## What to do
A. Print the section of the passage on drug discovery trends starting with "I came across" and going on through "drug discovery trends.".
B. Answer these questions from the passage on drug discovery trends:
(i) What three kinds of data is the analysis based on?
(ii) Which two factors are described as the traditional drivers of drug discovery?
(iii) According to the key premise of the paper, publication rates are an overall measure of what?
___ Selected text ___
Drug Discovery Trends In and From the Literature

I came across a recent paper by Agarwal and Searls which describes a detailed bibliometric analysis of the scientific literature to identify and characterize specific research topics that appear to be drivers for drug discovery – i.e., research areas/topics in life sciences that exhibit significant activity and thus might be fruitful for drug discovery efforts. The analysis is based on PubMed abstracts, citation data and patents and addresses research topics ranging from very broad WHO disease categories (such as respiratory infectins and skin diseases) to more specific topics via MeSH headings and down to the level of indivudal genes and pathways. The details of the methodology are described in a separate paper, but this one provides some very interesting analyses and visualizations of drug discovery trends.

The authors start out by defining the idea of “push” and “pull”:

Unmet medical need and commercial potential, which are considered the traditional drivers of drug discovery, may be seen as providing ‘pull’ for pharmaceutical discovery efforts. Yet, if a disease area offers no ‘push’ in the form of new scientific opportunities, no amount of pull will lead to new drugs — at least not mechanistically novel ones …

The authors then describe how they characterized “push” and “pull”. The key premise of the paper is that publications rates are an overall measure of activity and when categorized by topic (disease area, target, pathway etc), represent the activity in that area. Of course, there are many factors that characterize why certain therapeutic or target areas receive more interest than others and the authors clearly state that even their concepts of “push” and “pull” likely overlap and thus are not independent.
___ Dataset content ___
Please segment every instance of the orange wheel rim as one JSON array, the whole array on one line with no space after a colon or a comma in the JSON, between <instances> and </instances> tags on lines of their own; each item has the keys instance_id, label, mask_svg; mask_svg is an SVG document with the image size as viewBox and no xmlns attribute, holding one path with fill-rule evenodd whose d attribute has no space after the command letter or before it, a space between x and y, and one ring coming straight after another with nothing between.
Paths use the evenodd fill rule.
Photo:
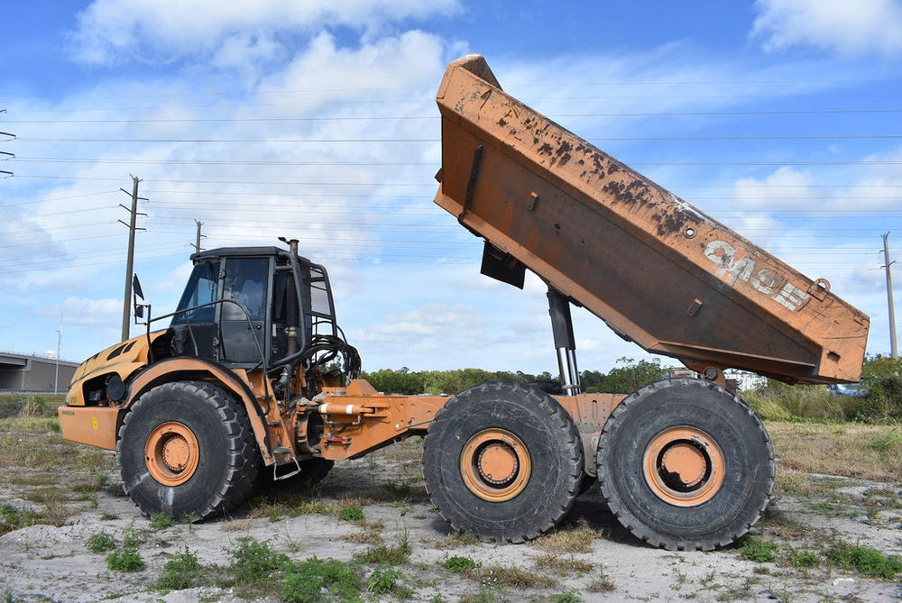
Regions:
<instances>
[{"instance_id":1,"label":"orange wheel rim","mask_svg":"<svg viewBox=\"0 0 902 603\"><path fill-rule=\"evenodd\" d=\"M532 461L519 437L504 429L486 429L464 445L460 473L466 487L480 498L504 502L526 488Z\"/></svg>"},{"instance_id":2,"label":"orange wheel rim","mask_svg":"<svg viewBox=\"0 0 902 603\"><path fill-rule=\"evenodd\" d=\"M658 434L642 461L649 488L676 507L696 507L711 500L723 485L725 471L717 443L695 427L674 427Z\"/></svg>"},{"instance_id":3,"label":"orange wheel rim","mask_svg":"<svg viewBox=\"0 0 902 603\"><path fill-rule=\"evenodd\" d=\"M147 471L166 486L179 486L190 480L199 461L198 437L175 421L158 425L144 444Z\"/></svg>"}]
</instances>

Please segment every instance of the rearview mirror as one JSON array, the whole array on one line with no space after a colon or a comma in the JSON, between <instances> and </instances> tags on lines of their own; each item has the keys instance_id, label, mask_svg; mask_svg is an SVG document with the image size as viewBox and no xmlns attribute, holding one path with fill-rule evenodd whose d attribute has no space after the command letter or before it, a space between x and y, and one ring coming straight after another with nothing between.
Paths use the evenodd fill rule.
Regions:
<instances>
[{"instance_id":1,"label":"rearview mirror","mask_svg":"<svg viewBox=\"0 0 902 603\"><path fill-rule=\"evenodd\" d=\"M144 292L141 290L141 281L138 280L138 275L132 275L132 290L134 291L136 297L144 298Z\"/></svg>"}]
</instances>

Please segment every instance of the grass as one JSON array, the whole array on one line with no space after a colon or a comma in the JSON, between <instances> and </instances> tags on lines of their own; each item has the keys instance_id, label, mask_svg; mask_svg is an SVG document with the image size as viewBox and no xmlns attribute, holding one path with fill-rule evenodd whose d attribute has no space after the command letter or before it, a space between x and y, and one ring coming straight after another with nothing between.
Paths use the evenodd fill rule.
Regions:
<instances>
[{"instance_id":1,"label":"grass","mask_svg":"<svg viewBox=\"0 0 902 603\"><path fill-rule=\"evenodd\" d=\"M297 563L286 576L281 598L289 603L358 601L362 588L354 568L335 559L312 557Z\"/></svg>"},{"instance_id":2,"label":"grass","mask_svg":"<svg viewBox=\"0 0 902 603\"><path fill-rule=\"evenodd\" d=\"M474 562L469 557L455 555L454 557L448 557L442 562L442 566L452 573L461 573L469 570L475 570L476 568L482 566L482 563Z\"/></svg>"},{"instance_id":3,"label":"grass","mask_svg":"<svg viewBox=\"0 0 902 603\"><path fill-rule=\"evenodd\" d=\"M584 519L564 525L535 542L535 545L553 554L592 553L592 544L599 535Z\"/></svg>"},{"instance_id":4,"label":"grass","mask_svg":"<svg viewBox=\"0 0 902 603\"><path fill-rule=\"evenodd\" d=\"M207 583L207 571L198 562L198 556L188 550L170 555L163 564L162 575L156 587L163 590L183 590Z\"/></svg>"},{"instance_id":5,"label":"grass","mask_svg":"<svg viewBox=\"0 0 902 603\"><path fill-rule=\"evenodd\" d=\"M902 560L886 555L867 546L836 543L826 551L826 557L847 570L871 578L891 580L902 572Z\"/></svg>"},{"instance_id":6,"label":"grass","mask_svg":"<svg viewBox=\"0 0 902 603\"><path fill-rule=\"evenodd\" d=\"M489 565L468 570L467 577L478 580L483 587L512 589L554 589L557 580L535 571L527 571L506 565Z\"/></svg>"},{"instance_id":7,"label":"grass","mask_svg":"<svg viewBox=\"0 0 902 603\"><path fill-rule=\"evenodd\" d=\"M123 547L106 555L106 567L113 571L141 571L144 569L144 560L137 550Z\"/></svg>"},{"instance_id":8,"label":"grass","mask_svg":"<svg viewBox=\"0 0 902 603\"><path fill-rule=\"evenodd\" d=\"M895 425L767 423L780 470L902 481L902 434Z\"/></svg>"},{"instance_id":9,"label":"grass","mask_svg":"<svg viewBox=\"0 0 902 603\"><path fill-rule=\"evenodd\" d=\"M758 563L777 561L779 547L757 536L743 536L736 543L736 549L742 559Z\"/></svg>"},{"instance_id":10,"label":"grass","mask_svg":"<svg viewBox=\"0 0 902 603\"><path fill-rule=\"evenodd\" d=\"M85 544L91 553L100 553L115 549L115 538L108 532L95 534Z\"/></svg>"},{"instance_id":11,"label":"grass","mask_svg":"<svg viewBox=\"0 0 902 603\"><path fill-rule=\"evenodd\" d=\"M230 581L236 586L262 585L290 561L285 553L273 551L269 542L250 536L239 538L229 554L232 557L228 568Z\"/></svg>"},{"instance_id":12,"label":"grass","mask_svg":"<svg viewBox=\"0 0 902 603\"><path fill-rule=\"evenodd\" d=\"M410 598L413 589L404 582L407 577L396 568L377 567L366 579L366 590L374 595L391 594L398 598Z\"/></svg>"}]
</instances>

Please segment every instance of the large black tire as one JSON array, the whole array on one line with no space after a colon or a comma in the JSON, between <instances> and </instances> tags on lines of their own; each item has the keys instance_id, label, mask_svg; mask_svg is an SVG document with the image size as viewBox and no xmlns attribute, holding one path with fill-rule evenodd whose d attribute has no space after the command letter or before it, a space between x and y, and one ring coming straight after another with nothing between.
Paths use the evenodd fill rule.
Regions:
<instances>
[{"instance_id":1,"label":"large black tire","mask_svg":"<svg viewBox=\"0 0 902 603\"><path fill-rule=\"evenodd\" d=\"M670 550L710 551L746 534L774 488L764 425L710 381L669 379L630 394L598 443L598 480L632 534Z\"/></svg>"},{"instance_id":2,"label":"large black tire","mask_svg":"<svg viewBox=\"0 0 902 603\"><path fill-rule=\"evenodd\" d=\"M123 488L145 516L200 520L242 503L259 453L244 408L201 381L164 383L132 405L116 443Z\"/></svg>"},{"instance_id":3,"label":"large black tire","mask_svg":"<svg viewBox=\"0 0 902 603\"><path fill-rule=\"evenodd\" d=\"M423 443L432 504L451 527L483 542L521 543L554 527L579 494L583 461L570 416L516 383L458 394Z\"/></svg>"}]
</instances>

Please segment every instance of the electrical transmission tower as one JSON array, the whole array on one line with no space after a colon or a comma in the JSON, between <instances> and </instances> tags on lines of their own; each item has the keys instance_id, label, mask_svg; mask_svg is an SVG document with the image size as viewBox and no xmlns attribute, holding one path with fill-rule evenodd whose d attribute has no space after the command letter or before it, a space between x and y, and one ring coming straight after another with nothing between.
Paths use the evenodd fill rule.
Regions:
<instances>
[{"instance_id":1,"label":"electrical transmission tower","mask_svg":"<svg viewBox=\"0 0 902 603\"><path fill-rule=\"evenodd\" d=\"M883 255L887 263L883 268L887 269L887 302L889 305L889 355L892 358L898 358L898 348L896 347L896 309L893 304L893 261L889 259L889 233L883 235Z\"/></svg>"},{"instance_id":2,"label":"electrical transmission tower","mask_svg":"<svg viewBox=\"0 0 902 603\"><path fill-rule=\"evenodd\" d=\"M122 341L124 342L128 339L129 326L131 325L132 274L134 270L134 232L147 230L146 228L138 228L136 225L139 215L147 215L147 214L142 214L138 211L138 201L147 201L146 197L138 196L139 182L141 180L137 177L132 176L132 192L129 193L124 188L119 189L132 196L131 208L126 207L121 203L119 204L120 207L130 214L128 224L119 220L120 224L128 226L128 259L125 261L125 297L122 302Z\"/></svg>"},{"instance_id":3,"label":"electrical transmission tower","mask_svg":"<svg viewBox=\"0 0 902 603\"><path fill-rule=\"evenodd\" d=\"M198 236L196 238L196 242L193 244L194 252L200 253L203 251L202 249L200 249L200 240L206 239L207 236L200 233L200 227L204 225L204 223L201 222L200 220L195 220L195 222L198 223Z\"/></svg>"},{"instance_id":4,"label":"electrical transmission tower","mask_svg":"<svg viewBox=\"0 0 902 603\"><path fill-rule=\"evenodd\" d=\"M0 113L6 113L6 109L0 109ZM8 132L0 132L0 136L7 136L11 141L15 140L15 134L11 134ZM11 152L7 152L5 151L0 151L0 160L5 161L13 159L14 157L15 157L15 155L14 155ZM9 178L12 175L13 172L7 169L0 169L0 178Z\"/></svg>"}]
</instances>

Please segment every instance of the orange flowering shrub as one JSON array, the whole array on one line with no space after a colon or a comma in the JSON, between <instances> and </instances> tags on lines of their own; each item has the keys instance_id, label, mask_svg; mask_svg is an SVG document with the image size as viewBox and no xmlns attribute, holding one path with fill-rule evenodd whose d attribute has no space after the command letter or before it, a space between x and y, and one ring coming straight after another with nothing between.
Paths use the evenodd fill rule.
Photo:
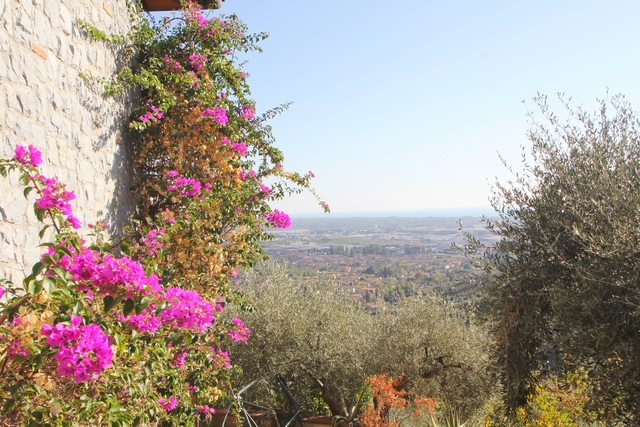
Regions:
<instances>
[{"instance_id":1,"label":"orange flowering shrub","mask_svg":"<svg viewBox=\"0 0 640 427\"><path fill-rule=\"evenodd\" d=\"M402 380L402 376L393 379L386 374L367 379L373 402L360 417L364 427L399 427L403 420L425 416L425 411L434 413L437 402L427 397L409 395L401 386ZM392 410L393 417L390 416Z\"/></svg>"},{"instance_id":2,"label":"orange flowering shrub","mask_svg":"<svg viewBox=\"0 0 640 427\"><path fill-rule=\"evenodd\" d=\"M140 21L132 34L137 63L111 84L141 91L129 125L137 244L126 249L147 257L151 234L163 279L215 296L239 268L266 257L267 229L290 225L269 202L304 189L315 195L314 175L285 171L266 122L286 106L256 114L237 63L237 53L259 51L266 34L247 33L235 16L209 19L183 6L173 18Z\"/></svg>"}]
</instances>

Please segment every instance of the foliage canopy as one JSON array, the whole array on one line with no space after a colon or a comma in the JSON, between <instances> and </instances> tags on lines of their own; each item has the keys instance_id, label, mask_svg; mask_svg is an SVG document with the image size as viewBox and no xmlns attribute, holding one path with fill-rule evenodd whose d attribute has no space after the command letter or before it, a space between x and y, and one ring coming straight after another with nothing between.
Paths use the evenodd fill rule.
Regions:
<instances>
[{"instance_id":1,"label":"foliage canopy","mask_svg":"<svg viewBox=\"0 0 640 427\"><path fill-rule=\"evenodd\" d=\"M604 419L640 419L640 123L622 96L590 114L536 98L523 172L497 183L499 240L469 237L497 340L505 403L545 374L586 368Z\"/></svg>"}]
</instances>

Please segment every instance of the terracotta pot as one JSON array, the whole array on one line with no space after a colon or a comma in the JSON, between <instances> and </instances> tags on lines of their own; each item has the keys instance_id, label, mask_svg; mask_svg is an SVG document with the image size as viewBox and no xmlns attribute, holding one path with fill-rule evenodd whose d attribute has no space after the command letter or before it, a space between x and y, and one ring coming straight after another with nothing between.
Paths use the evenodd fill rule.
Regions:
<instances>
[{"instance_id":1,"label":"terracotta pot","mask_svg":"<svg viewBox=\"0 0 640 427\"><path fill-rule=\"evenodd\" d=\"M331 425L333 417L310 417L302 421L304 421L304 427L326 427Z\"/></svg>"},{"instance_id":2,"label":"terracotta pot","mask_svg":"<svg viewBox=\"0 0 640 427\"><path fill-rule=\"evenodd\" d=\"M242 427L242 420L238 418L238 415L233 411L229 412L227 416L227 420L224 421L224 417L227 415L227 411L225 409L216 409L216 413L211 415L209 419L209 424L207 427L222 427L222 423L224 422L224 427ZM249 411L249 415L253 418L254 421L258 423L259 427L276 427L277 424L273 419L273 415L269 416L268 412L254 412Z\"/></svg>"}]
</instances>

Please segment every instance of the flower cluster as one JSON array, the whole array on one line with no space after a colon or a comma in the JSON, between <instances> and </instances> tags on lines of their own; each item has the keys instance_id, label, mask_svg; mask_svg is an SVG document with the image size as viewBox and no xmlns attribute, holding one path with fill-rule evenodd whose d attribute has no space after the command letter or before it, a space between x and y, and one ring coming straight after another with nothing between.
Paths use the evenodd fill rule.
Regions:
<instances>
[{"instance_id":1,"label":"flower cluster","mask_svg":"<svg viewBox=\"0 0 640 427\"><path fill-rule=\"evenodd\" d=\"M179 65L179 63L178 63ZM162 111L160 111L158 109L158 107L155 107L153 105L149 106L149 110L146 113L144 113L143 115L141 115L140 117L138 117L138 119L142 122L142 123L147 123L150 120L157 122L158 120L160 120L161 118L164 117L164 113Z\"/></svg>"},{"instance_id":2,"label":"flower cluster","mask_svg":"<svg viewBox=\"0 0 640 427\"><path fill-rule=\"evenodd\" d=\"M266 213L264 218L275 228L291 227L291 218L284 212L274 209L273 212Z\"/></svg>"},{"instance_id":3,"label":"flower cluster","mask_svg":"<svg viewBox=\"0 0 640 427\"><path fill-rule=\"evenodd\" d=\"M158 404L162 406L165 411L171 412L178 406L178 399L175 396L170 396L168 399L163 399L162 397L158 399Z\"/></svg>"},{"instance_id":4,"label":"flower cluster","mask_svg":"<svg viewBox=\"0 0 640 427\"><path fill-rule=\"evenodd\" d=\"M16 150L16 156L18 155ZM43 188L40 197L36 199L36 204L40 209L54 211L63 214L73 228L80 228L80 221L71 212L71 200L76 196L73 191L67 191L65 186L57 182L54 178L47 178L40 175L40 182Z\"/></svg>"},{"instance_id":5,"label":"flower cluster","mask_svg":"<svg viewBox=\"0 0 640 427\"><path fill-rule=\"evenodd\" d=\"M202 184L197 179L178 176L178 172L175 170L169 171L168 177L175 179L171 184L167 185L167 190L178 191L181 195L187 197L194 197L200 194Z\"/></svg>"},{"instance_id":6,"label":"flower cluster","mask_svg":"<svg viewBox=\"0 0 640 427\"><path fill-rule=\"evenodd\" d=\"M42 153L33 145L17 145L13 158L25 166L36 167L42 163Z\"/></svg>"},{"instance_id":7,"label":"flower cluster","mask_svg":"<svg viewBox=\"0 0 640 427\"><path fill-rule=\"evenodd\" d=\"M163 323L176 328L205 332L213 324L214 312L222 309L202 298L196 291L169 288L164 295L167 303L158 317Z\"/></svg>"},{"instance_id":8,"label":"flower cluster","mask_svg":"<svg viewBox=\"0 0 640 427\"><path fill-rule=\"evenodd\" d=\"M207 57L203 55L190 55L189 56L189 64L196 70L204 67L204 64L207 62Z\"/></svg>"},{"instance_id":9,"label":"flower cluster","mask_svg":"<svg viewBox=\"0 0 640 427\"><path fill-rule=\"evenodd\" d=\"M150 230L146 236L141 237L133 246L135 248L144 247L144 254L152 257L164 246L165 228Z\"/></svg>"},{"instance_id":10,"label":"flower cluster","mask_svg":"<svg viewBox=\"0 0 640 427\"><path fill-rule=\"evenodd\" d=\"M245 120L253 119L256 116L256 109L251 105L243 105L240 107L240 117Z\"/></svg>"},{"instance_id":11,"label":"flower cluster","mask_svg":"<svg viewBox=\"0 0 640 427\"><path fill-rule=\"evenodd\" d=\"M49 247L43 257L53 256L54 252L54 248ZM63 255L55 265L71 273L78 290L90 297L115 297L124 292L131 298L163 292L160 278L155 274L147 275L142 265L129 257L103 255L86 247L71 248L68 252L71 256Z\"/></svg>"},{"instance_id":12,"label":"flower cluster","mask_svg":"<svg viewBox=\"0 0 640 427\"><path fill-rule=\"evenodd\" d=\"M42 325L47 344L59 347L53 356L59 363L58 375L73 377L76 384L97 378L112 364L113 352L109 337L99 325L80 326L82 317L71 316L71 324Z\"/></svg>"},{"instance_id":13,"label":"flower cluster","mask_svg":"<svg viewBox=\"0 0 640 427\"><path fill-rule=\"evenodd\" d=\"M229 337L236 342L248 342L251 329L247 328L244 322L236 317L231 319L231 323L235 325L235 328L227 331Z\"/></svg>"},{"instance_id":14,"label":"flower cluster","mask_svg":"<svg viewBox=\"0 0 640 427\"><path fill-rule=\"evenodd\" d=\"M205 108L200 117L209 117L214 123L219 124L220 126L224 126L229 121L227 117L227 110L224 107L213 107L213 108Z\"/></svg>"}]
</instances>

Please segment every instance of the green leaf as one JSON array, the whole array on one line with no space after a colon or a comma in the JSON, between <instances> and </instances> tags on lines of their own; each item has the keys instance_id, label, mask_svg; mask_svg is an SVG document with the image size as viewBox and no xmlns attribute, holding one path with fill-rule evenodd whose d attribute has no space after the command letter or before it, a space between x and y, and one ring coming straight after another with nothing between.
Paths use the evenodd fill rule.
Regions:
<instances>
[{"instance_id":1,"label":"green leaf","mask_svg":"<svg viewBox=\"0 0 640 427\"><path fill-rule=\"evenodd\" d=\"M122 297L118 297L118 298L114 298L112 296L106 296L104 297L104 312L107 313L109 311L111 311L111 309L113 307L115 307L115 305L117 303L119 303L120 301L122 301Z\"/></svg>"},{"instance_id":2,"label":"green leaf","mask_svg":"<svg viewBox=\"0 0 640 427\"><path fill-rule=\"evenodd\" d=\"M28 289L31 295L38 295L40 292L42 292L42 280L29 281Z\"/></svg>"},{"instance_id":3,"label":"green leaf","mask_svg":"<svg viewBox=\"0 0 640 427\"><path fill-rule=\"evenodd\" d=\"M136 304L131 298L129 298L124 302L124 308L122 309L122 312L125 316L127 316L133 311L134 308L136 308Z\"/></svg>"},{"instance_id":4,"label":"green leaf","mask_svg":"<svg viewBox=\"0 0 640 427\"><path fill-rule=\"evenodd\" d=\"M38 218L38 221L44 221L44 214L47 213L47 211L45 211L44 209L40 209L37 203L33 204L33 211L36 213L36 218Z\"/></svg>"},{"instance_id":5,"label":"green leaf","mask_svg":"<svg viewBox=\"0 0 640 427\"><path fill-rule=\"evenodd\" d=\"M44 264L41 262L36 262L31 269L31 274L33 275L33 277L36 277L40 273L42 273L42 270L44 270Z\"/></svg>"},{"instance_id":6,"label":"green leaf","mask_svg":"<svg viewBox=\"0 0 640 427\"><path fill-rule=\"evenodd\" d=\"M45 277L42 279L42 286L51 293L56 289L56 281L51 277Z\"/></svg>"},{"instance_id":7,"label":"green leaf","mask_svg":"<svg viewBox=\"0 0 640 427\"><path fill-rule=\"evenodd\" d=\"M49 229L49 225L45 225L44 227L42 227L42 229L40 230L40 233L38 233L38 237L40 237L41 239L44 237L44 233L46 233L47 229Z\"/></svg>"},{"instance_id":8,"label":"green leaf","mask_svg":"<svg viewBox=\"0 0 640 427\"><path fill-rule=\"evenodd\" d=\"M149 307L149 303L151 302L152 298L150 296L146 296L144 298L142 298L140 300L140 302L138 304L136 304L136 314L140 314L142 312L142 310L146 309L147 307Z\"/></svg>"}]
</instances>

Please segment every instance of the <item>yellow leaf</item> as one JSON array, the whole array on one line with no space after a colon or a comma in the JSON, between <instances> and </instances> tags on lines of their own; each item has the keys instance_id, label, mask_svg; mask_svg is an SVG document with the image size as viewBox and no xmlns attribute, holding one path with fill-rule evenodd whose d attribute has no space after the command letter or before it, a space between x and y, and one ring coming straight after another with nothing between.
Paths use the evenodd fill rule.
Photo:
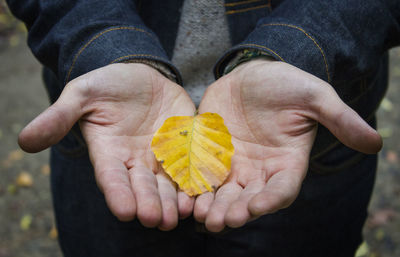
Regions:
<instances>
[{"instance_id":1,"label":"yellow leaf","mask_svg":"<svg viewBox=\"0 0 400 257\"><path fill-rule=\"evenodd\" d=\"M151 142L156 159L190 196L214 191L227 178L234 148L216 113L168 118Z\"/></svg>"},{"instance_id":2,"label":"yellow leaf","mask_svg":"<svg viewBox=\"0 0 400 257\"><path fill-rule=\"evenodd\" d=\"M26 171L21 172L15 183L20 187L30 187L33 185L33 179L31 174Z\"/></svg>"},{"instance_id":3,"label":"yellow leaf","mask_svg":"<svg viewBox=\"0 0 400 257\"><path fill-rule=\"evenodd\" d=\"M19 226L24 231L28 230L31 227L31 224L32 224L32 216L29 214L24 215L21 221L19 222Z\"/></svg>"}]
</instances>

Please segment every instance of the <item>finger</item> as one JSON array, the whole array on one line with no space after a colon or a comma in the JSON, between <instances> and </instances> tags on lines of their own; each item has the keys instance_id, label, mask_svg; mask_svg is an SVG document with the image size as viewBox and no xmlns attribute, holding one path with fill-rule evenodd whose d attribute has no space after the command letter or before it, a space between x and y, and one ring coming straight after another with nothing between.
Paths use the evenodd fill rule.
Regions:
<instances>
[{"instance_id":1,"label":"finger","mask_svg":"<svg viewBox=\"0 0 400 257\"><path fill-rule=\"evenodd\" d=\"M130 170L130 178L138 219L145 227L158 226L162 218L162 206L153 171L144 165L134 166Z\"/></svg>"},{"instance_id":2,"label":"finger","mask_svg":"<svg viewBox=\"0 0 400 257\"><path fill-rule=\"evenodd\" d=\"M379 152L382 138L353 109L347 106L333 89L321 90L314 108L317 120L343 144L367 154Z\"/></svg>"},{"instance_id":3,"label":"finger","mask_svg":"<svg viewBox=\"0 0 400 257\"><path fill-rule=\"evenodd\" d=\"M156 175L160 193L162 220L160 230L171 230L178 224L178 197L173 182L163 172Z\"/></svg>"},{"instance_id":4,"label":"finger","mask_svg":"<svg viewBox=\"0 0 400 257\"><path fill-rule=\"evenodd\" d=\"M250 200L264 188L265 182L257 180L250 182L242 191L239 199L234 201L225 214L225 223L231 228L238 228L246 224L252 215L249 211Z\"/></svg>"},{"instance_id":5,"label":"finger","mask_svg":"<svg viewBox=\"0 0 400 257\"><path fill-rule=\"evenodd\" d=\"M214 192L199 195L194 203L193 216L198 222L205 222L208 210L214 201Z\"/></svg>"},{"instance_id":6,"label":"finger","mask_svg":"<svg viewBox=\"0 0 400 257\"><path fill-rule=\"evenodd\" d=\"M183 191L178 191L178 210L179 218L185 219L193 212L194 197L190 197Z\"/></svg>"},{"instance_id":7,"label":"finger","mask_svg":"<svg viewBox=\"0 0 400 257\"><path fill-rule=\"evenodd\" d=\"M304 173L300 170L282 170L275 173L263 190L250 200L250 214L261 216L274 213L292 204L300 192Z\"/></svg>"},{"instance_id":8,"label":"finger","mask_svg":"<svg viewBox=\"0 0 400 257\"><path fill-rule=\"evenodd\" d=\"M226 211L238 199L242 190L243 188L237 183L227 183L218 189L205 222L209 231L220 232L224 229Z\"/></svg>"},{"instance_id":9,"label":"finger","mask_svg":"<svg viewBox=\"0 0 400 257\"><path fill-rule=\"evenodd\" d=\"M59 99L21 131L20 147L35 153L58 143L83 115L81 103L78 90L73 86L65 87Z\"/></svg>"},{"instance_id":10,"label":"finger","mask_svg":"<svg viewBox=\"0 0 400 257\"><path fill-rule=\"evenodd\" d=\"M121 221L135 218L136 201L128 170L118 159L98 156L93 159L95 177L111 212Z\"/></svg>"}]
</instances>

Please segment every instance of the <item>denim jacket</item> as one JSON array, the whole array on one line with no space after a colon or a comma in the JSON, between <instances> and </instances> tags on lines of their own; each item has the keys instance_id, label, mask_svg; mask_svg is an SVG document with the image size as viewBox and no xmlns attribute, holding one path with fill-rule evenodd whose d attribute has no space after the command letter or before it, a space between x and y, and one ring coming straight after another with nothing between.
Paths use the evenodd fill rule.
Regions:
___
## Answers for the exercise
A.
I came across a recent paper by Agarwal and Searls which describes a detailed bibliometric analysis of the scientific literature to identify and characterize specific research topics that appear to be drivers for drug discovery – i.e., research areas/topics in life sciences that exhibit significant activity and thus might be fruitful for drug discovery efforts. The analysis is based on PubMed abstracts, citation data and patents and addresses research topics ranging from very broad WHO disease categories (such as respiratory infectins and skin diseases) to more specific topics via MeSH headings and down to the level of indivudal genes and pathways. The details of the methodology are described in a separate paper, but this one provides some very interesting analyses and visualizations of drug discovery trends.

B.
(i) PubMed abstracts, citation data and patents.
(ii) Unmet medical need and commercial potential.
(iii) Activity.